---------- DATA FOR ANALYSIS ----------
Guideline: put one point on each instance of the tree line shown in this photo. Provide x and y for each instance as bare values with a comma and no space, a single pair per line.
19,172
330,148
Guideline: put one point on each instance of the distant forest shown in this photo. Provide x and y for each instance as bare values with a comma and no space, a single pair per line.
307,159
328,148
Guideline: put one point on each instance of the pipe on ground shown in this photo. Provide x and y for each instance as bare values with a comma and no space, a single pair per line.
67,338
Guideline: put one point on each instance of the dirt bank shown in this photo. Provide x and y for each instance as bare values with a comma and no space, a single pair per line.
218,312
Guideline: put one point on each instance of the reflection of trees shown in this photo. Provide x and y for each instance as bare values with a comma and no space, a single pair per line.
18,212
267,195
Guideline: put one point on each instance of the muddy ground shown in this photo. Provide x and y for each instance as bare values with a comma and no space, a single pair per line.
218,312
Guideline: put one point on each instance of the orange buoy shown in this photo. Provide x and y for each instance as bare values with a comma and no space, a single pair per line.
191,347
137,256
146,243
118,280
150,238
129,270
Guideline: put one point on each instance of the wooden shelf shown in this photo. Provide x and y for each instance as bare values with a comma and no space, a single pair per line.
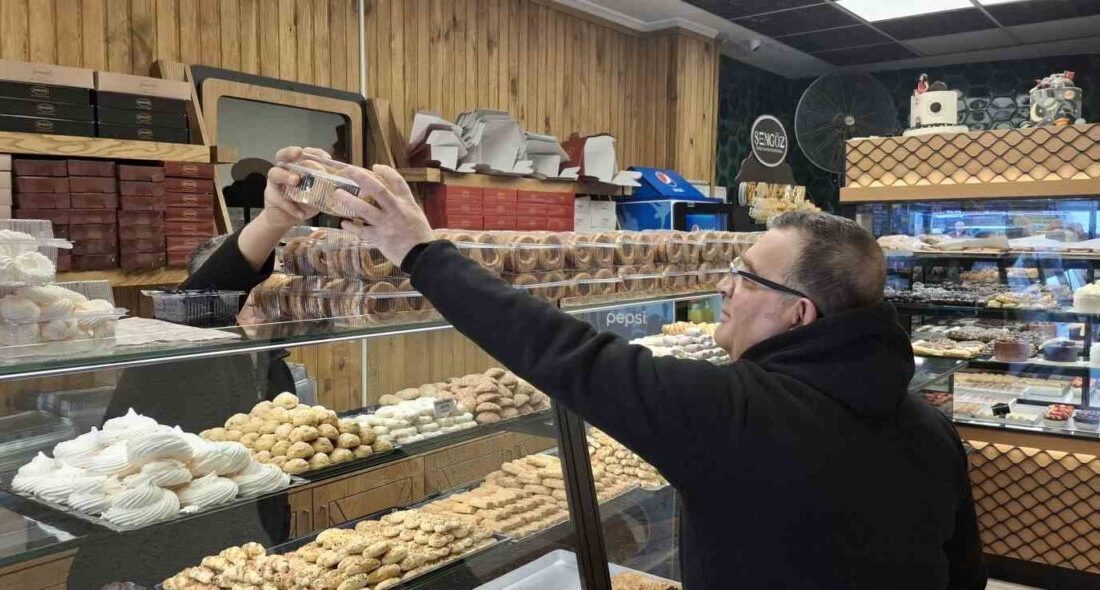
119,277
73,146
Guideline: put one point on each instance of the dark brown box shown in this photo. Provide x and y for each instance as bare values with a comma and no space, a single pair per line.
23,166
57,217
43,200
140,118
138,261
140,218
188,199
90,167
188,170
92,232
92,184
47,110
149,174
188,215
95,200
141,203
41,184
54,127
141,232
81,248
128,188
141,246
95,262
95,217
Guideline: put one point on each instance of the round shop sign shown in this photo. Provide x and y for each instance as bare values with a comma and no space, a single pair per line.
769,141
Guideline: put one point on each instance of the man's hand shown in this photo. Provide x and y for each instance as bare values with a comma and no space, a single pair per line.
396,221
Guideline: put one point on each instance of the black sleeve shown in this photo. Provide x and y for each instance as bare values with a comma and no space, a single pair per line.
227,270
640,400
967,568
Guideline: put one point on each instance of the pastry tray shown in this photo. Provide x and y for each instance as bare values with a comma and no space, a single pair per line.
295,482
557,569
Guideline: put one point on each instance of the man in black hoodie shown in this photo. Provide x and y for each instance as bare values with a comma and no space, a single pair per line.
802,465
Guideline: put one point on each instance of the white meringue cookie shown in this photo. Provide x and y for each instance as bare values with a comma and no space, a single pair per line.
143,505
207,491
165,473
157,446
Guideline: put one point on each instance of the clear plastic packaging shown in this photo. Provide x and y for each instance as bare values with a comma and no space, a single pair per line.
197,308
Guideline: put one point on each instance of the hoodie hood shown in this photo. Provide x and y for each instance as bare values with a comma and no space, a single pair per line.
860,358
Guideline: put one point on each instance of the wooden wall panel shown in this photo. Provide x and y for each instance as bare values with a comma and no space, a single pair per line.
308,41
557,70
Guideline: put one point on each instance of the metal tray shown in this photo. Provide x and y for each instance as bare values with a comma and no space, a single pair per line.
556,569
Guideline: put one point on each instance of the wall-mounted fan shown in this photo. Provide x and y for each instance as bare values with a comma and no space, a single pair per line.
837,107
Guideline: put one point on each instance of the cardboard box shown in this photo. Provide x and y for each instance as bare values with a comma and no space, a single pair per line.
42,184
149,174
90,167
54,127
43,200
110,82
188,170
23,166
92,184
29,73
189,185
124,101
142,133
141,188
46,110
136,118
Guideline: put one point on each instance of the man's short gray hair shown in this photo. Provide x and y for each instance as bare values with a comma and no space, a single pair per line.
840,265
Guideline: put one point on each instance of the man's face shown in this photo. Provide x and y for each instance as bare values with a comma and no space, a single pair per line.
751,313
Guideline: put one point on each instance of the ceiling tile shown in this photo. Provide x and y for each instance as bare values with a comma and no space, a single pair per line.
835,39
941,23
736,9
799,21
1032,11
887,52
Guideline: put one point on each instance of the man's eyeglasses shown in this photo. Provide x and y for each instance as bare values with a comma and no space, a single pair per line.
737,269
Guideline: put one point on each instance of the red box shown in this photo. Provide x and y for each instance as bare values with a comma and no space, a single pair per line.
141,232
559,224
179,243
92,184
189,185
141,247
81,248
150,174
457,221
42,184
40,167
101,217
95,262
140,188
43,200
499,221
94,232
138,203
57,217
188,170
188,214
194,228
95,200
144,260
90,167
530,209
530,224
188,199
140,218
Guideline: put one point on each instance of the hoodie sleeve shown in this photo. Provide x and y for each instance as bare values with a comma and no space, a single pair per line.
642,401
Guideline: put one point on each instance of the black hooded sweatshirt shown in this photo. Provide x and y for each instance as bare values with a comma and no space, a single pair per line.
803,465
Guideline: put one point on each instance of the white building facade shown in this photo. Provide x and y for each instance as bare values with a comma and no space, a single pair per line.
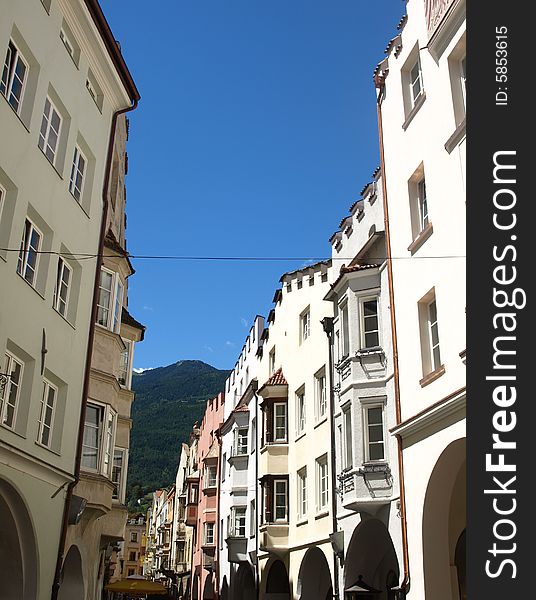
421,100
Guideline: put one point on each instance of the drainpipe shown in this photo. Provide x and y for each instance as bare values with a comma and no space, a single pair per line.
405,585
327,324
89,353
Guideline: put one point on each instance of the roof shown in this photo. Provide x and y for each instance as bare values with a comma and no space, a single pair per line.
113,48
277,378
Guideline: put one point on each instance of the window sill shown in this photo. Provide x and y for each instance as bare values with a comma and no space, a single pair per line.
416,107
427,379
421,238
456,137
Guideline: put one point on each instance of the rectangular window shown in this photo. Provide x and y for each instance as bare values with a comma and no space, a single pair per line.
322,484
10,393
433,333
50,131
300,411
302,493
211,476
280,422
63,286
321,395
29,252
118,475
241,442
370,332
305,325
347,437
280,500
46,416
78,172
209,534
374,435
14,76
238,519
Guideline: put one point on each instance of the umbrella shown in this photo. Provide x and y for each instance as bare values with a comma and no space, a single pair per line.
136,587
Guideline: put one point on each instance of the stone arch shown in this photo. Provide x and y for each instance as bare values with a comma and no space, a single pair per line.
72,576
444,521
18,552
314,577
371,559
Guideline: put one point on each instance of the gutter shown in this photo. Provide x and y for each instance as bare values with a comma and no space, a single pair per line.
405,585
78,458
327,324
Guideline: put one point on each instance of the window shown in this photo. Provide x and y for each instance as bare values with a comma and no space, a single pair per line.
14,75
97,445
29,252
238,520
305,325
415,82
271,360
209,534
302,493
374,435
46,416
211,476
322,483
78,171
370,333
240,442
300,411
110,300
9,396
280,422
50,131
63,286
119,475
347,437
321,395
125,362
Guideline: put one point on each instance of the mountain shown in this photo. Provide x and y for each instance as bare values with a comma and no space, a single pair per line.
168,402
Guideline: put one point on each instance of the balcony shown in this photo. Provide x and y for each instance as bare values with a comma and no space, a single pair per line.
237,549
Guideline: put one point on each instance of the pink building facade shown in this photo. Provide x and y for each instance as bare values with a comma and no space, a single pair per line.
203,506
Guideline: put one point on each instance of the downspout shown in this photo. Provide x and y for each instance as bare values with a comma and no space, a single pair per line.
327,324
405,585
89,353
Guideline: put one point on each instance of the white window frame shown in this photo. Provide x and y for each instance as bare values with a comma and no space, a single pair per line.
366,427
106,430
76,188
347,437
275,519
45,406
238,521
23,263
301,411
9,361
44,137
363,321
9,71
63,267
322,483
211,481
120,484
321,400
208,540
240,442
276,427
301,479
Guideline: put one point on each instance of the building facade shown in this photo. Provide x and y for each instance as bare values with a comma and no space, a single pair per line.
421,107
63,84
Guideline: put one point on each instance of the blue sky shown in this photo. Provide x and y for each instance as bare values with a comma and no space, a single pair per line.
255,132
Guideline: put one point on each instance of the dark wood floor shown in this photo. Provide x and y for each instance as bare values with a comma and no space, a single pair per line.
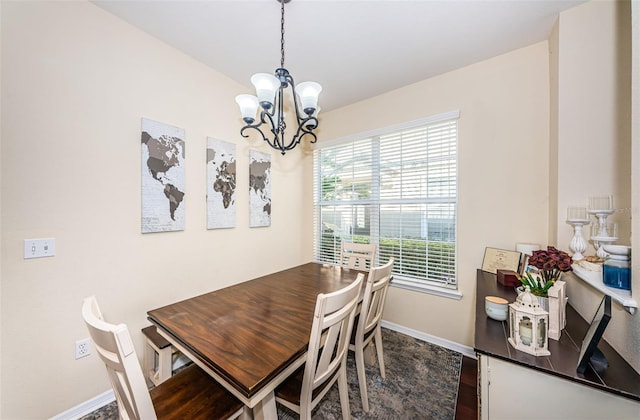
----------
**REQUIREMENT**. All the records need to be set down word for word, with the images left out.

**RESULT OF THIS EXERCISE**.
Guideline: put one point on each instance of the tree line shown in this photo. Provide x and y for each instance as bare values with a comma and no space, a single pair per line.
19,172
330,148
Guideline: put one point on each instance of the distant forest shown in this photo. Provide x and y for each instance as bare values with a comma and no space, a single pair per line.
307,159
328,148
Guideline: put one point on each instance of the pipe on ground shown in this photo. Provide x and y for each instance as bare values with a comma and no space, a single pair per line.
67,338
Guideline: put one point on each instance of the dirt bank shown in this photo. Provide x and y for each instance as bare values with a comma and no space, a single pair per line.
218,312
Guideline: put one point on each instance of the reflection of trees shown in this photo. Provide x and y for each instance as bare values with a comma and no space, a single pair per line.
18,212
267,195
Guideline: put one point on each instance of the muddy ground shown in this photo. Provide x and y for each instance as bare values with a comma and no space, a single pair per line.
218,312
Guideline: put one point on each instance of the orange buoy shown in this photo. Provide x and y for each instance as bare values with a comma and no space, a single pair per line.
191,347
137,256
146,243
118,280
150,238
129,270
Guideline: put one point on each instance of the wooden shelf shown in this photo. Provide x and y for each instance as bare values with a comma and no space, a single pair per line.
119,277
73,146
Guideline: put one point on each instance of the dark brown box shown in this photo. Provide x and y for each instance as bare values with a comma and no space, a single pair per line.
23,166
57,217
43,200
140,118
138,261
140,218
188,199
90,167
188,170
92,232
92,184
47,110
149,174
188,215
95,200
141,203
41,184
54,127
141,232
81,248
128,188
141,246
95,262
95,217
Guideline: put one point on each instance of the round shop sign shown in this photo. Provide x and y for each instance as bare values with a comma and no space, a single pair per line.
769,141
Guideline: put one point on each instance of the man's hand shown in this photo. Provide x and y for each instance as bare values with a comma and no space, a single pair per line.
396,221
Guideline: put one point on each instance of the black sleeve shown in this photo. Provide x and y for each instance as bare values with a comma and no space, a single pair per line.
227,270
640,400
967,568
Guideline: put one point on each instance of the pastry tray shown in this photo. Provide x and y for each instance as bare values with a comma and no space, a single pair per line.
295,482
557,569
Guideline: put one point on each instance of the man in black hoodie shown in this photo. Provide x and y for each instance as bare values with a comma and no space, a single pair per line.
802,465
Guideline: put one point on each instance of the white meringue cookie shown in this photo. Provide x and y for each instance as bare values with a comma and no space, a single pair per line.
143,505
207,491
165,473
157,446
Guideline: put one point on each instance of the clear plastic packaging shown in this photo. Provide x and y for each instance as bare values with a comma and no space, a single pair per line.
197,308
Guideline: put one point on each instance of the hoodie hood shown in this photo. Provide x and y for each instance as bare values with a comma and no space, a single pair per line.
860,358
Guideline: put one point on each instance of the wooden wall panel shown in this photo. Provide x and y for each instance as bare values with a comma and no space, a single pair per line.
308,41
557,70
Guideline: put one point on each instance of the metal tray shown in this photo. Provide x and y for each instance as bare values with a comma and no space, a single pair per line.
556,569
Guideline: put one point on each instance of the wall-mounted fan shown in this photo. Provide x and y for each instance as bare values with a comma and no space, a single pair per line.
837,107
Guideline: put one point on each instance of the cardboard box shown in this photo. Provide x and y for each instance as bare values with a comma and no space, a single pair per line.
42,184
149,174
90,167
54,127
43,200
110,82
188,170
23,166
92,184
29,73
189,185
124,101
142,133
141,188
46,110
136,118
Guideline: put one point on each instance of the man's short gray hair shown in this photo. Provide x and y for each instance as bare values with a comma and no space, a single pair per line.
840,265
Guideline: put one point on each instance of the man's face shown in this photo. Provide x and y for each instance as bare values with a comma and no space, a single pair per line.
751,313
Guideline: put one point on each instance of the ceiling tile shown in this photo. Provide x and y for each instance as bare values with a comma and no space, a single pair per line.
835,39
941,23
736,9
799,21
1032,11
887,52
Guideline: put one point on each instance of the man's eyeglasses shown in this photo. Provide x and y for each instance as bare values with a comma and no space, a single pair per line.
737,269
Guideline: put one point on each instance of the red box shown in this photo. Provide x and y for each instance as bare values with a comma and no space, a single pair per line.
141,232
559,224
179,243
92,184
189,185
141,247
81,248
150,174
457,221
42,184
40,167
101,217
95,262
140,188
43,200
499,221
94,232
138,203
57,217
188,170
188,214
194,228
95,200
144,260
90,167
530,209
530,224
188,199
140,218
Guideline: put one point on each instance of the hoodie sleeve shown in this photo. Provide x and y for each instance as bare values with a comma and no space, a single pair per line.
642,401
Guideline: put one point on each instance of the black hooded sweatshirt shown in this photo. Provide x and y for each instance as bare values with a comma and no space, a single pair per line.
803,465
Guideline: put one point on each instance of the white building facade shown in this photo. Provide x and y for each instance as bare values with a comma and no space, a single pair per line.
421,100
Guideline: put one point on each instance of the drainpipe shown in this photo. Provide x and y for each instance as bare values with a comma and no space, a single pair per line.
405,585
327,324
89,353
Guideline: put one point on each instance of the roof shown in this photo. Provide x and y for each instance as bare values with a comma and no space, a single pair per line.
113,48
277,378
Guideline: put one point on each instance of the window sill shown in this photo. Provide x and y for each instance as bare values with a comma and no space, a single pair per line.
416,107
427,379
421,238
456,137
Guideline: put one point on each instance of the rectangular window shown in this photo. Provide x and y for each instance as bare values with a comma and no space, a single pair per line.
322,484
10,393
433,333
50,131
300,411
302,493
211,476
280,422
63,286
321,395
29,252
118,475
241,442
370,332
305,325
347,437
280,500
46,416
78,172
209,534
374,435
14,76
238,519
Guideline: put one point on each instance of the umbrella shown in this photo. Provide x and y for each instance as bare values with a comma and no space, a single pair per line.
136,587
Guideline: put one point on each instance of the stone arch shown in this photo. Provide x and y for each instance as bare values with a comma and no space, a single pair per line.
72,576
444,521
18,552
314,577
371,559
Guideline: put one point on each instance of the gutter shown in this photo. Provide x and y for each instance as bare values with a comma and no space, a single pair per line.
405,585
78,458
327,324
Guideline: put one point on each instance of the window shown in this photo. Provide x and y for each instance as bare values with a comma and no space, a single pair per line.
14,75
97,445
29,252
238,520
305,325
415,82
271,360
209,534
302,493
374,435
46,416
211,476
322,483
78,171
370,333
240,442
300,411
110,300
9,396
280,422
50,131
63,286
119,475
347,437
321,395
125,362
Guideline: put one point on each instance of the mountain shown in this photo. Provide x and y for each instance as bare values with a comma and no space, a single pair per line.
168,402
Guideline: put one point on each instance of the balcony shown in this photo. Provide x and y for each instance as bare values with a comma and no space, a single pair per line.
237,549
Guideline: put one point on each instance of the pink building facade shown in this photo. Provide x and y for each instance as bare values with a comma and no space, a single pair per line.
203,506
Guideline: put one point on each instance of the downspout shown in this photo. Provide x and y for each instance as bare values with a comma and no space, a single pair per line.
327,324
405,585
89,353
Guideline: put one point on each instance of the white window frame shown in this photo. Provide x and y for each instance as bare values with a comma and no space, a single pair per line.
366,427
106,430
76,188
347,437
275,519
45,406
238,521
23,263
301,411
9,361
44,137
363,321
9,71
63,267
322,483
211,481
120,484
321,400
208,540
240,442
276,427
301,479
Guideline: put one point on each instance of the building facade shown in this photo. Provide x and y for each instance as bare values with a comma and no space, a single pair per line.
421,107
63,84
Guideline: put one point on each instance of the blue sky shown in this photo. Provide x and y for each instance as bare values with a comma and no space, a single pair per line.
255,132
Guideline: put one point on each instance of the dark wood floor shown in this photo. Provide x and y for each instance as bare values with a comma and no space, a single pair per line.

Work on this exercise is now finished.